**TASK DIRECTIONS**.
Output the data exactly, with every line intact.

**PROVIDED DATA**.
— BEGIN —

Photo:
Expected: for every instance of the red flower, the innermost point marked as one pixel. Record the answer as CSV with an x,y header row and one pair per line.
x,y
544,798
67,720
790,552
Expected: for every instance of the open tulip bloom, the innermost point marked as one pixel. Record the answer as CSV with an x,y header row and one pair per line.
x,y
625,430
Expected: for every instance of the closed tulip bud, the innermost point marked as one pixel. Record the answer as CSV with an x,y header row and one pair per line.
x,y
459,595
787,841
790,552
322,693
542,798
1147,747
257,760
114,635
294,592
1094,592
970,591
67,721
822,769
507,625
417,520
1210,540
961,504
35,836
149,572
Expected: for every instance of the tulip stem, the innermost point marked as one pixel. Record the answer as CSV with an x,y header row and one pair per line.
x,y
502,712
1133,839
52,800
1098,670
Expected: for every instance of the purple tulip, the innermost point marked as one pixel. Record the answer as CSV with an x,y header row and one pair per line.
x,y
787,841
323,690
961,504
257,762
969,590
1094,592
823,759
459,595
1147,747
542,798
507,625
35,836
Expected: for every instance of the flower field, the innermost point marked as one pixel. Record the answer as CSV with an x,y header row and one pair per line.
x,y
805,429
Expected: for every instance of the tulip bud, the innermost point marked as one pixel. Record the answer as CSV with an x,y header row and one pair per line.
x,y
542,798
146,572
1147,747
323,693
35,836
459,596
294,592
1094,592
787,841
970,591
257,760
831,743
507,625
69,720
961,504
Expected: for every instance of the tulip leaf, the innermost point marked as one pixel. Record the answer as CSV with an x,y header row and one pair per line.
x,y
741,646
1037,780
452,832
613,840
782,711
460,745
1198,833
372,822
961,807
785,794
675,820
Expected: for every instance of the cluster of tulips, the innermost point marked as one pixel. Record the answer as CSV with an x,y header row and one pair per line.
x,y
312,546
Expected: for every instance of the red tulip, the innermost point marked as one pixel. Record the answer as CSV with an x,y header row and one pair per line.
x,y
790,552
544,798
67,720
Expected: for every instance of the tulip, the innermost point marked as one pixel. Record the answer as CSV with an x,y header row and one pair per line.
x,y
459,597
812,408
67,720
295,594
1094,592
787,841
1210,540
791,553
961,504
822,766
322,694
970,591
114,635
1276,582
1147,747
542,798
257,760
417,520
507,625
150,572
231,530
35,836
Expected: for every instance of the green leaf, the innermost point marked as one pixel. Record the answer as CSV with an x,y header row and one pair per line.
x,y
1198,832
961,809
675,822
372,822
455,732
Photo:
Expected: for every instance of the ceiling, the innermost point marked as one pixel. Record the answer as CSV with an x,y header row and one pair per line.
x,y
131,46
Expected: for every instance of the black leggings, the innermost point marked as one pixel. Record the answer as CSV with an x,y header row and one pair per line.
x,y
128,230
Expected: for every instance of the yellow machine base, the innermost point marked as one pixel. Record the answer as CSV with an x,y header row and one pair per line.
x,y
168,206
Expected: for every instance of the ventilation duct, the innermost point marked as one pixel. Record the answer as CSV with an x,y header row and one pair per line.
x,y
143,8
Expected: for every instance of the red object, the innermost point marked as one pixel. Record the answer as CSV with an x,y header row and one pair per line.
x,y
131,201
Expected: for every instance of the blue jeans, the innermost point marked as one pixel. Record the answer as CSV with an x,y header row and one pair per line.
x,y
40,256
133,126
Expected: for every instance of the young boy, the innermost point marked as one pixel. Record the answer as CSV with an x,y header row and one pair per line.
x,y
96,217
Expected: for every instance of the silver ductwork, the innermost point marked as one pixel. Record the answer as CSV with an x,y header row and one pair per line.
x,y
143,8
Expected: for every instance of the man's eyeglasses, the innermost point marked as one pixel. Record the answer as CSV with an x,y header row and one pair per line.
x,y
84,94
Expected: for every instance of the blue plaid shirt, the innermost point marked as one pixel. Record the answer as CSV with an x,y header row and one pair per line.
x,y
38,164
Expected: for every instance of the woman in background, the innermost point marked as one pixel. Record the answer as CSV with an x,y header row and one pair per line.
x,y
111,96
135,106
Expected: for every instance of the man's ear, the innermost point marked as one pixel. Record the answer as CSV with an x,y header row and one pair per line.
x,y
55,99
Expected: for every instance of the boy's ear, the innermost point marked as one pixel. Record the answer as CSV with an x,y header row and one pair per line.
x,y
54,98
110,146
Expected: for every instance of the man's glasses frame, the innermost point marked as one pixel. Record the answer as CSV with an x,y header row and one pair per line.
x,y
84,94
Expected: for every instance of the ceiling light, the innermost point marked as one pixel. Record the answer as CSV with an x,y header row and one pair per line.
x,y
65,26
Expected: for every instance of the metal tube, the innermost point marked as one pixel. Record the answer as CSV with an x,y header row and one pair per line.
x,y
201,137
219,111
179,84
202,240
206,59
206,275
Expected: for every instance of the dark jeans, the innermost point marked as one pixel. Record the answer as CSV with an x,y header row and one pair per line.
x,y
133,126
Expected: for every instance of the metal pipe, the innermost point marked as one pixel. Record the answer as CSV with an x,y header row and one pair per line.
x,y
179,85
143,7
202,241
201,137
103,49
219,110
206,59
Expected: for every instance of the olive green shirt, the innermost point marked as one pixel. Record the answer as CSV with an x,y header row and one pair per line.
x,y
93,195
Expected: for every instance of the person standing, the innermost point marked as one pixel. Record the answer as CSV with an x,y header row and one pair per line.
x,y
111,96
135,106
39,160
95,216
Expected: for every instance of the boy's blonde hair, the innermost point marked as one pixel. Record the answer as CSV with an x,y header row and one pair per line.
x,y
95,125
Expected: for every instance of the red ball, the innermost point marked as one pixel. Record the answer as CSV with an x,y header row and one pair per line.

— END —

**CORRECT RESULT**.
Photo:
Expected: for every instance of the red flower, the innermost point marked as one pixel. Record the answer as CSV with an x,y header row and one pair per line.
x,y
544,798
67,720
790,552
Expected: for every instance of the open tulip bloom, the innermost point marked as one pixel. Record the answer as CSV with an x,y header row and one pair per line.
x,y
625,430
Expected: for every instance of the closed tulip bud, the innermost point marked as one pixel. Record the answer as CSV with an x,y header row and one pair per line.
x,y
459,595
787,841
790,552
322,693
542,798
1147,747
257,760
114,635
294,592
1094,592
970,591
67,721
822,769
507,625
417,520
1210,540
961,504
35,836
149,572
Expected: for every instance of the tulip stem, the innermost point marked as one pixel. Record the answer as CSV with an x,y header row and one pair per line.
x,y
502,712
1133,839
52,800
1098,670
Expected: for every instance of the purple tulip, the innermost point marked as one pixel. Record the answer as CSV with an x,y header row and one pair per line.
x,y
787,841
323,690
961,504
257,762
969,590
1094,592
823,759
459,595
1147,747
542,798
507,625
35,836
Expected: for every instance of the flower field, the innermost point marked as one pixel. Record the answer as CSV with an x,y header row and one pair per line.
x,y
805,429
Expected: for every instance of the tulip bud, the innermost point marked as one pixel. Record the answer as CSV with an x,y header row and one pair per line.
x,y
542,798
146,572
1147,747
323,693
35,836
459,596
294,592
1094,592
787,841
970,591
257,760
831,743
507,625
69,720
961,504
Expected: for every instance of the tulip leaf, the innermost point marked as one pixel. Record the answer as CSV with an x,y header row and one pair per line.
x,y
741,646
1037,780
452,832
613,840
782,711
460,745
1198,833
372,822
961,807
785,794
675,820
Expected: for every instance of the cluster of tulips, the innermost point marked as one pixel. Record the answer as CSV with an x,y header row and one pair per line.
x,y
312,546
Expected: for every instance of the red tulip, the innermost point marked as one pixel. Record the answer as CSV with an x,y header row and one pair per line.
x,y
790,552
544,798
67,720
Expected: for every instance of the tulip, the innermost point marked as one pixel. Record the answer as CSV with an x,y header row and one pair per line.
x,y
459,597
812,408
67,720
295,594
1094,592
787,841
1210,540
791,553
961,504
822,766
322,694
970,591
114,635
1276,582
1147,747
542,798
257,760
417,520
507,625
150,572
231,530
35,836
Expected: for every instance of the green leaf, the innermost point marked as one pixel. Record the answer as CSV with an x,y header row and one pair per line.
x,y
1198,832
961,809
675,822
372,822
455,732
Photo:
Expected: for every instance of the ceiling, the innermost point marked as one pixel. Record the answer as CSV with an x,y header row and one pair per line.
x,y
131,46
Expected: for every instance of the black leggings, the innermost point marked as one pixel. Record the answer as CSV with an x,y header row and one pair per line.
x,y
128,230
Expected: for every instance of the yellow machine base, the innermost point marked as one pixel. Record the answer as CSV with an x,y header row and one pair per line.
x,y
168,206
Expected: for every instance of the ventilation duct, the innermost point marked as one pixel. Record the answer as CSV with an x,y header row and one pair per line.
x,y
143,8
Expected: for every instance of the red object, the innermost point marked as one pixel. Record the answer as CSV with an x,y header row and one pair per line.
x,y
131,201
Expected: for every instance of the blue jeans, the innermost point marked as one pixel. Record the answer as CSV with an x,y header row and one pair per line.
x,y
40,256
133,126
Expected: for every instance of the young boy, the innermost point marked as one pixel. Record the answer as CSV with an x,y header row and one pair per line.
x,y
96,217
Expected: for every instance of the silver ductwork, the innermost point marked as one pixel. Record the answer as CSV with an x,y header row and one pair per line.
x,y
143,8
Expected: for every instance of the man's eyeglasses, the innermost point marked as one pixel. Record the answer as CSV with an x,y header row and one pair per line.
x,y
84,94
Expected: for every instance of the blue plaid shirt, the innermost point marked as one pixel. Record the answer as CSV with an x,y header row and one pair per line.
x,y
38,164
Expected: for every instance of the woman in background, the innermost point marked as one pixel. Record the answer as CSV with an x,y header row and one pair per line.
x,y
111,96
135,106
Expected: for every instance of the man's ear, the innermost point marked as one pixel. Record the answer as CSV with an x,y header row and one pair per line.
x,y
55,99
Expected: for every instance of the boy's ear, the innermost point marked as one pixel. Record the answer as CSV with an x,y header row and one pair per line.
x,y
54,98
110,146
Expected: for every instance of the man's glasses frame, the innermost point marked as one pixel. Record the answer as CSV with an x,y header row and one pair per line.
x,y
84,94
Expected: for every instance of the ceiling light, the innermost point marked as one pixel. Record the answer as CSV with an x,y header row and one pair per line.
x,y
65,26
Expected: for every instance of the metal tube, the innermost point marked as one pixel. Record the answer as CSV with an x,y header row and one pair per line.
x,y
201,137
219,111
179,84
202,240
206,59
206,275
Expected: for every instance of the dark jeans, the innermost point marked as one pixel. Record the answer as CSV with an x,y header row and one pair per line.
x,y
133,126
Expected: for every instance of the metal pipe, the innermost point marked as one pixel. Record the answer as CSV with an x,y header row and one pair per line.
x,y
179,85
143,7
202,241
201,137
103,49
219,110
206,59
Expected: for every instance of the olive green shirt, the innermost point marked as one pixel. Record the answer as CSV with an x,y header row and one pair per line.
x,y
93,195
Expected: for every instance of the person standing, the innermost point marked as one pixel. Record the answer as CSV with an x,y header row and one pair per line.
x,y
111,96
135,106
39,160
95,216
Expected: for every instance of the boy's blonde hair, the innermost point marked as one pixel. Record the answer as CSV with an x,y header row and one pair per line.
x,y
95,125
Expected: for every instance of the red ball, the innermost point marked as one pixel. Record the answer as CSV with an x,y header row and one pair per line.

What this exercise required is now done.